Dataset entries
______

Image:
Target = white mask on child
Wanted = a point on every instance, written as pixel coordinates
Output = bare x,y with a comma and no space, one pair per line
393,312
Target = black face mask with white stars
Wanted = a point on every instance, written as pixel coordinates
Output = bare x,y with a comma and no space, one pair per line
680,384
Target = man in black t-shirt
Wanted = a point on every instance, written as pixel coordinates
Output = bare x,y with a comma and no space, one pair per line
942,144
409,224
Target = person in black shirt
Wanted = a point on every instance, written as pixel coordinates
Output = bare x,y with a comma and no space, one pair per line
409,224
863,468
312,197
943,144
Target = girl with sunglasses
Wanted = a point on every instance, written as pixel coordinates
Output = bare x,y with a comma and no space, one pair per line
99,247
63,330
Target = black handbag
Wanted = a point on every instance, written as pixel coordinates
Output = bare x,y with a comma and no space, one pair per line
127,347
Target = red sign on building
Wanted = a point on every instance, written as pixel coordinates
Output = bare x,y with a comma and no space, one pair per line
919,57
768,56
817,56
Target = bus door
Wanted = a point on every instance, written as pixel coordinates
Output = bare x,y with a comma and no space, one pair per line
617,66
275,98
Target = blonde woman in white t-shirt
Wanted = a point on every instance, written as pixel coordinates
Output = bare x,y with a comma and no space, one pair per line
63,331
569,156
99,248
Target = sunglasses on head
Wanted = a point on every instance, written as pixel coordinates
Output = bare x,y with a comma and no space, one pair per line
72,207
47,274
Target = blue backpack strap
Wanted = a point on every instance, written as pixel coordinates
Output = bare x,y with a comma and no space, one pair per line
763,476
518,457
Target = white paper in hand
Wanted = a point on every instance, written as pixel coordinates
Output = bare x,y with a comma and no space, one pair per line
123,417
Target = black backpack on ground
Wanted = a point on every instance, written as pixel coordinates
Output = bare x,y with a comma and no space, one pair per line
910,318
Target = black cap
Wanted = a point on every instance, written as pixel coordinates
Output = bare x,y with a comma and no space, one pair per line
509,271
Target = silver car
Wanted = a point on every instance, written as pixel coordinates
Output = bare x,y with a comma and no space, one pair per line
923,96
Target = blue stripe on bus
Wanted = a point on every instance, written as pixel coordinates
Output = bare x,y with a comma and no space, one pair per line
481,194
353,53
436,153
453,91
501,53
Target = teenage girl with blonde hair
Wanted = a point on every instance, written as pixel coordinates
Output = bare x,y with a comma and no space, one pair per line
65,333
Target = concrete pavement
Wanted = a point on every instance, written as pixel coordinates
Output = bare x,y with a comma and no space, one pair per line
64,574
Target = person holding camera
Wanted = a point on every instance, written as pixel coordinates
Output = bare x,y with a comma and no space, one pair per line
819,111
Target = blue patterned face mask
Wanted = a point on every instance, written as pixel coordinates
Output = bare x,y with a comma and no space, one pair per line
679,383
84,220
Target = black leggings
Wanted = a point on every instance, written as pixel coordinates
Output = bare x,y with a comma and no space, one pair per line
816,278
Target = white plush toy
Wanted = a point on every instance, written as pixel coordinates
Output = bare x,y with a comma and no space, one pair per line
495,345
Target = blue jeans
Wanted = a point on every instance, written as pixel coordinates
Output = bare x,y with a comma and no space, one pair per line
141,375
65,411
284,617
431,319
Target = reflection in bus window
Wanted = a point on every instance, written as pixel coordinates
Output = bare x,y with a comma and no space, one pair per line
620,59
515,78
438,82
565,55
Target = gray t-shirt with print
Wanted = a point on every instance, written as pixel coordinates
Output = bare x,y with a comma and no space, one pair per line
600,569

______

What the exercise asks
Exactly as written above, please repeat the entries.

Completed task
Image:
Target = white mask on child
Wanted = a point on every instance, written as pixel coordinates
Output = bare x,y with a comma and no space, one pair per line
393,312
Target = black face mask with white stars
Wanted = a point on every instance, written as pixel coordinates
Output = bare x,y with a comma and no space, one pair per line
680,384
Target = man in black t-shirt
Wanted = a point on every instance, written as pixel coordinates
Output = bare x,y with a comma and no space, one pair per line
942,144
409,224
Target = person in black shirt
Wanted = a point on every instance, written as pixel coordinates
Output = bare x,y with a comma and no space, one pair per line
409,224
863,468
312,197
943,144
Target = girl with sunglasses
Wanted = a point on every instance, written as pixel coordinates
Output = bare x,y with a comma and no space, one pair per line
99,247
63,330
Target = black handbag
Wanted = a point on every instance, written as pixel coordinates
Output = bare x,y with a comma and no space, one pair per line
127,347
Target = red sign on building
Wanted = a point on every instance, written as pixel coordinates
Output = bare x,y with a comma and no space, one pair per line
919,57
768,56
817,56
Target = bus door
Wanted = a point on every instance, written as pixel coordinates
Output = bare x,y with a comma and no space, one pair per line
617,66
275,98
Target = blonde woman in white t-shirt
Wanted = a point on every instance, written as pixel coordinates
Output = bare x,y with a comma and no space, one pair per line
63,331
569,156
99,248
Target = sunglasses on head
Wanted = a point on every instance, written as pixel coordinates
Output = bare x,y with a comma and no space, one pair per line
72,207
47,274
Target = blue backpack strap
Wanted = a point on every instance, written as pixel coordinates
Output = bare x,y with a comma and no space, one pair per line
763,476
518,457
Target = white paper in hand
Wanted = a point on every instance, written as pixel coordinates
Output = bare x,y with a comma and no space, one pair per line
123,417
Target = black backpack on ground
Wanted = a point on every instance, written as pixel coordinates
Output = bare x,y with a comma and no space, one pair per line
910,318
Target = black cap
Wanted = a point on every instance, written as pixel coordinates
Output = bare x,y with a comma and no space, one pair per line
509,271
Target = silver car
Wanted = a point on every instance, written as pixel coordinates
Output = bare x,y with a comma and no space, one pair per line
923,96
Target = blue stripe on bus
Wanted = a point on every instance, written as pixel coordinates
Output = bare x,y with a comma and no space, one pair per line
481,194
353,53
436,153
453,91
501,53
Target = teenage girl with blonde hair
Wanted = a point on every instance, written as pixel coordinates
Output = bare x,y with a comma and no space, one pair per line
65,333
Target = concrete pavement
Wanted = a point on every instance, written as pixel coordinates
Output = bare x,y with a comma and no space, one pair per line
64,574
Target = person holding camera
Wanted = a point on every instance, written as pixel coordinates
Output = bare x,y with a comma and no space, one pair per line
819,111
Target = blue patterned face mask
Wanted = a point on every instance, written as pixel coordinates
Output = bare x,y with a comma and no space, one pair per line
679,383
84,220
Target = black leggings
Wanted = a point on every instance, written as pixel coordinates
Output = bare x,y with a comma and no space, one pair per line
816,278
Target = white plush toy
Wanted = a point on every instance, written as pixel coordinates
Output = bare x,y with a comma and no space, one pair per line
495,345
Target = blue jeans
Wanted = a point on every instance, written as pixel coordinates
Output = bare x,y with a comma and no space, one pair per line
141,375
65,411
284,617
431,319
Target = reflection in bus window
Wanted = a point on every instance, written as pixel coordinates
Output = bare x,y with a comma and no space, one pair per line
620,59
515,78
438,82
565,55
Target = gray t-shirt with print
Wanted = a point on every instance, written as pixel coordinates
Output = bare x,y with a comma and no space, one pair per line
600,569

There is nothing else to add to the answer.